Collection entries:

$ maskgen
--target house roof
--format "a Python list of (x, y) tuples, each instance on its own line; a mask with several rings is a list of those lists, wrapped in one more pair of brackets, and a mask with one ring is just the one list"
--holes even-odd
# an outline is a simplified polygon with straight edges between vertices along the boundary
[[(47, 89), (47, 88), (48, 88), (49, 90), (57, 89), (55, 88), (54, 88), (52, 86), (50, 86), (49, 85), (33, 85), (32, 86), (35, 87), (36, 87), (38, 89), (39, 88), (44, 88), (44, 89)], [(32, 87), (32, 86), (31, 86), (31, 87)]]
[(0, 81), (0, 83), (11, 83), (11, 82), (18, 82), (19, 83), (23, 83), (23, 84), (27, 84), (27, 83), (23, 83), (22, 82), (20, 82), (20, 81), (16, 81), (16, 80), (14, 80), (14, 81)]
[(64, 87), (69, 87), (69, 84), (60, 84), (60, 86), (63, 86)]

BRIEF: Can you repeat every line of the collection entries above exactly, without changing a single character?

OUTPUT OF THE TASK:
$ maskgen
--target house roof
--format "a Python list of (x, y) tuples, each instance on its own line; a mask with several rings is a list of those lists, wrapped in one more pair of brackets, and a mask with one ring is just the one list"
--holes even-odd
# an outline is a simplified polygon with straight edges between vertices along the boundary
[[(47, 89), (47, 88), (48, 88), (49, 90), (57, 89), (55, 88), (54, 88), (52, 86), (50, 86), (49, 85), (33, 85), (32, 86), (35, 87), (36, 87), (38, 89), (39, 88), (44, 88), (44, 89)], [(32, 87), (32, 86), (31, 86), (31, 87)]]
[(0, 81), (0, 83), (11, 83), (11, 82), (18, 82), (19, 83), (23, 83), (23, 84), (27, 84), (27, 83), (23, 83), (22, 82), (20, 82), (20, 81), (16, 81), (16, 80), (14, 80), (14, 81)]
[(64, 87), (69, 87), (69, 84), (60, 84), (60, 86), (63, 86)]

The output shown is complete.